## WHAT THIS TASK INVOLVES
Copy out the items from the very start through the line containing "pixel 416 268", with both ends included and the requests kept. Offset every coordinate in the answers by adding 147 to it.

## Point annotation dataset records
####

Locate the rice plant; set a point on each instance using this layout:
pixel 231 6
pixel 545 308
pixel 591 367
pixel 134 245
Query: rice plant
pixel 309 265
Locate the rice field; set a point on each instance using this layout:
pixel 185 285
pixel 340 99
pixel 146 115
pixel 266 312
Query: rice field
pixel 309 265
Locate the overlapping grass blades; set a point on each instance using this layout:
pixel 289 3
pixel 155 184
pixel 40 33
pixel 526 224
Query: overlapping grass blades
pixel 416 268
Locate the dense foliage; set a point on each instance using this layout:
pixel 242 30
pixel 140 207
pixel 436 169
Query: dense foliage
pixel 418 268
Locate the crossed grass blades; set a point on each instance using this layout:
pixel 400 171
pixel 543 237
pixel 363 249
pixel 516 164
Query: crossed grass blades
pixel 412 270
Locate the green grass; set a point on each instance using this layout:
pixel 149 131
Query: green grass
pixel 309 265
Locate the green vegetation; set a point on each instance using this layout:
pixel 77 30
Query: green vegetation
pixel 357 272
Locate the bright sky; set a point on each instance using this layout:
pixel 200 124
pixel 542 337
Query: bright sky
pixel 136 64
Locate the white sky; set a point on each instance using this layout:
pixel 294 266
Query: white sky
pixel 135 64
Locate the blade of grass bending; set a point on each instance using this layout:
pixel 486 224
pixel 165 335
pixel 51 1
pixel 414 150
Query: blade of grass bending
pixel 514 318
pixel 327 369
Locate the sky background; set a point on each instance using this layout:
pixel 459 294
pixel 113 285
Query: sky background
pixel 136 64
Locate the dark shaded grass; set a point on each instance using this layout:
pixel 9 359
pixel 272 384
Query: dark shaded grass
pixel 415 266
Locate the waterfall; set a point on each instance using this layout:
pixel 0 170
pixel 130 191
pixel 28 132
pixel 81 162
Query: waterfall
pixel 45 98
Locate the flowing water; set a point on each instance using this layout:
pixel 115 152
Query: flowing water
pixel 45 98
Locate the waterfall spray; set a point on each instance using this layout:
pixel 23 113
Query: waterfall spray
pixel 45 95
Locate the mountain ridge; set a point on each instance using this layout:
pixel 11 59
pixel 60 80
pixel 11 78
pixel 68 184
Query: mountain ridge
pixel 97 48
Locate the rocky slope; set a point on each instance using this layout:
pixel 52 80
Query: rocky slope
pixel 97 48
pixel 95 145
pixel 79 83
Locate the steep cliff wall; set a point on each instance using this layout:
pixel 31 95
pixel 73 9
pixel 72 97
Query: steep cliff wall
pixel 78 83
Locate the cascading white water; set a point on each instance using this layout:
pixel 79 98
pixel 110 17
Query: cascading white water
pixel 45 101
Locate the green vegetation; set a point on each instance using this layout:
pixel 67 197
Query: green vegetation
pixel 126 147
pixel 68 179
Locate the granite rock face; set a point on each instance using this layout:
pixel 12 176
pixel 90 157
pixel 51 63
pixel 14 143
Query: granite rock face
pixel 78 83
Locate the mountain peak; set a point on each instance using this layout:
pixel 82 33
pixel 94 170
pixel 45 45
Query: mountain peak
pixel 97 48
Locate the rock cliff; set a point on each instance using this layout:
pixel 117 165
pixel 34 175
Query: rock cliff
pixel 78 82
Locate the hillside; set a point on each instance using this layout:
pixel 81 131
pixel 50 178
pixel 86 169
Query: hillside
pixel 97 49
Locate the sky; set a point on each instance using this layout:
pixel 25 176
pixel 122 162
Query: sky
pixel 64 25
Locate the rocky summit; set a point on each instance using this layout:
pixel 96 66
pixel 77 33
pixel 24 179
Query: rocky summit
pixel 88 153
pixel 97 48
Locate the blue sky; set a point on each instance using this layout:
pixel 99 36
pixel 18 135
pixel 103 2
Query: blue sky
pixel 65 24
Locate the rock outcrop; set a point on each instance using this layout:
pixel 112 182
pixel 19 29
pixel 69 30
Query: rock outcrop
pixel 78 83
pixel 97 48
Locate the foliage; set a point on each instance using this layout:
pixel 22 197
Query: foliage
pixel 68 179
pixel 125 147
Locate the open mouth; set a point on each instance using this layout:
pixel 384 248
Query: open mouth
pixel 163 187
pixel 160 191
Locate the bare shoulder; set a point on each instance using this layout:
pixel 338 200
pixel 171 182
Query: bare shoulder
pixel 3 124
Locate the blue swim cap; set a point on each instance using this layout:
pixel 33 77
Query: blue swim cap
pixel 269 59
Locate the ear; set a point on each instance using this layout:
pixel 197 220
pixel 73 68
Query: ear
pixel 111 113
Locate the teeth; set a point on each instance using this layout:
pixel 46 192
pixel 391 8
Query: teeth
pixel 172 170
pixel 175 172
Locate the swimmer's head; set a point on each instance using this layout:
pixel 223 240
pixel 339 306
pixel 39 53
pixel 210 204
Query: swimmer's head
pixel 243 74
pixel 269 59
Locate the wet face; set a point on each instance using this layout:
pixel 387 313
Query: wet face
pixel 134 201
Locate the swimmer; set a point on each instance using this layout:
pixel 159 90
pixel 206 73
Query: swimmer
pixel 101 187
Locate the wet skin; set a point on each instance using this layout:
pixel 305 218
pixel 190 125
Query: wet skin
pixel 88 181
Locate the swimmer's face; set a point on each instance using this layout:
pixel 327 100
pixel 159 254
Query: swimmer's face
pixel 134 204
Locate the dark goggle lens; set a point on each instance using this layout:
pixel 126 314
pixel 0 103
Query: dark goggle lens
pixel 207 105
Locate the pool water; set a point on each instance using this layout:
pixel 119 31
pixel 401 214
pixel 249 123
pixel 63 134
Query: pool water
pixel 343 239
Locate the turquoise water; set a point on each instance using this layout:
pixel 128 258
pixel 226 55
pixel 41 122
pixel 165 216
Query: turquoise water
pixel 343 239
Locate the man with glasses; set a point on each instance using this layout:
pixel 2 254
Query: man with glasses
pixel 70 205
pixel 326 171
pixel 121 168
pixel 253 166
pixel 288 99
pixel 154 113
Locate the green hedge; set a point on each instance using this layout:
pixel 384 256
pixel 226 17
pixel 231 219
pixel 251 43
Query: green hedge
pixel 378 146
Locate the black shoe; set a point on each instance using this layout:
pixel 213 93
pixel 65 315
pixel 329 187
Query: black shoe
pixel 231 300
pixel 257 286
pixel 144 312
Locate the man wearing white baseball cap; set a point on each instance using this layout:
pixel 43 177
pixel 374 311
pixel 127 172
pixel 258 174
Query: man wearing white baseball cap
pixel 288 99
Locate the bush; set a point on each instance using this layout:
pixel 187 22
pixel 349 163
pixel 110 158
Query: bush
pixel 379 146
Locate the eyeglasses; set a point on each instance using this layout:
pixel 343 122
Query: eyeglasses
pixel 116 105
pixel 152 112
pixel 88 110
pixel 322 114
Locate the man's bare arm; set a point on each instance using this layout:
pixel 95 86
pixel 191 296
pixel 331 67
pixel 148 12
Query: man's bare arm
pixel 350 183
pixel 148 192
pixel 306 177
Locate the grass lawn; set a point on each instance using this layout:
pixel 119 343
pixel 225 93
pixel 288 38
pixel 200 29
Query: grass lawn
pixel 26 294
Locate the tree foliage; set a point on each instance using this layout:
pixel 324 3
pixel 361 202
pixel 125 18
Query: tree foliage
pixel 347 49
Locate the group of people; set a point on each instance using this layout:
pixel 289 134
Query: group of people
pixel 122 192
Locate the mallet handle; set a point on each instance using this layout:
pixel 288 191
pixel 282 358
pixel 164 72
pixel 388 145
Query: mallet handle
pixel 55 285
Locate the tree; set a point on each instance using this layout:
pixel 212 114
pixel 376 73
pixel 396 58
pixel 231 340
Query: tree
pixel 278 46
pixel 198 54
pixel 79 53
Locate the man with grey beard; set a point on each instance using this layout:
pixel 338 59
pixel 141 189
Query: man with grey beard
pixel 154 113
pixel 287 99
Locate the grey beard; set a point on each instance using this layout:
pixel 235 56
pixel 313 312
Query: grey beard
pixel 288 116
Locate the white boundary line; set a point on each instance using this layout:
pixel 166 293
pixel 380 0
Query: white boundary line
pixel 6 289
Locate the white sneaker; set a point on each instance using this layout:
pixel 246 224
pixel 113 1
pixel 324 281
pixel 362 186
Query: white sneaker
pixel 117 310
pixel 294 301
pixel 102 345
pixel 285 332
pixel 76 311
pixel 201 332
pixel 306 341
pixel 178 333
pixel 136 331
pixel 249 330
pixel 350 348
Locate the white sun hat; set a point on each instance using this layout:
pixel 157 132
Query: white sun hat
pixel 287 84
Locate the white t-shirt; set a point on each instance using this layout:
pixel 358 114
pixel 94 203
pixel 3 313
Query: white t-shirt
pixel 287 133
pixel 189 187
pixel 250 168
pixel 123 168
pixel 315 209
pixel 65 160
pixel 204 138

####

## THE RESULT
Locate the rice plant; set a point on each instance using this layout:
pixel 231 6
pixel 545 308
pixel 591 367
pixel 134 245
Query: rice plant
pixel 456 412
Locate the rice field; set a point on each instance using this layout:
pixel 185 285
pixel 340 99
pixel 146 115
pixel 266 312
Query: rice field
pixel 456 412
Locate the overlapping grass blades; set a point on each instance using this layout:
pixel 289 3
pixel 155 184
pixel 40 33
pixel 526 224
Query: overlapping grass blades
pixel 563 415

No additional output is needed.